## Text provided
>> BEGIN

The west porch finds its natural place between the two towers. The entire aesthetic of these three gates springs from the Flamboyant era: trefoil, curly kale, finials, large gables which cut into the mouldings and balustrades. Pinnacles and recesses embellish the buttresses whilst an entire bestiary appears: monsters, dogs, mysterious figures, gargoyles, and with them a whole imaginary world promoting a religious and political programme. Even though most of the saints statues have disappeared an armorial survives which makes the doors of the cathedral one of the most beautiful heraldic pages imaginable: ducal ermine, the Montfort lion, Duchess Jeanne of France’s coat of arms side by side with the arms of the Cornouaille barons with their helmets and crests. One can imagine the impact of this sculpted decor with the colour and gilding which originally completed it.
At the start of the 16th century the construction of the spires was being prepared when building was interrupted, undoubtedly for financial reasons. Small conical roofs were therefore placed on top of the towers. The following centuries were essentially devoted to putting furnishings in place (funeral monuments, altars, statues, organs, pulpit). Note the fire which destroyed the spire of the transept cross in 1620 as well as the ransacking of the cathedral in 1793 when nearly all the furnishings disappeared in a « bonfire of the saints ».
The 19th century would therefore inherit an almost finished but mutilated building and would devote itself to its renovation according to the tastes and theories of the day.

>> END

## Requirement
Repeat the cathedral text word for word, starting with "At the start" and going on through "of the day.".

## Dataset content
>> BEGIN

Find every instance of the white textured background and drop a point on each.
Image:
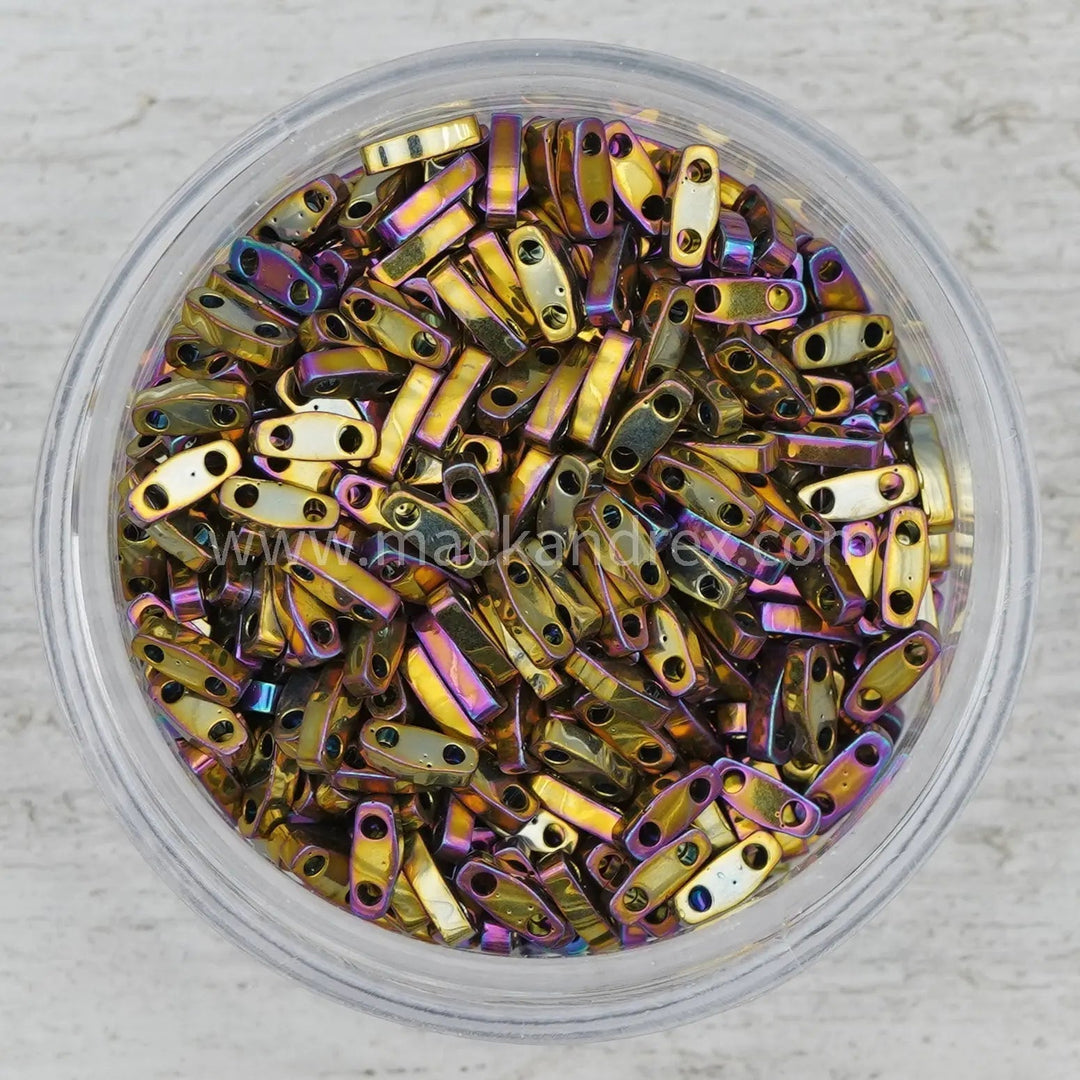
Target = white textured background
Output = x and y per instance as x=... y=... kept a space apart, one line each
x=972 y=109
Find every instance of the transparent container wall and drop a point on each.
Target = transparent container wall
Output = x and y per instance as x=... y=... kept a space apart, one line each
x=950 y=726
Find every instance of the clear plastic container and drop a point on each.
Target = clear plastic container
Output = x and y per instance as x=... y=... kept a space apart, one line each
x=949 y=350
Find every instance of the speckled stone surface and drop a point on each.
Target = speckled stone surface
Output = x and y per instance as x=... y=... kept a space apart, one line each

>> END

## Correct result
At the start of the 16th century the construction of the spires was being prepared when building was interrupted, undoubtedly for financial reasons. Small conical roofs were therefore placed on top of the towers. The following centuries were essentially devoted to putting furnishings in place (funeral monuments, altars, statues, organs, pulpit). Note the fire which destroyed the spire of the transept cross in 1620 as well as the ransacking of the cathedral in 1793 when nearly all the furnishings disappeared in a « bonfire of the saints ».
The 19th century would therefore inherit an almost finished but mutilated building and would devote itself to its renovation according to the tastes and theories of the day.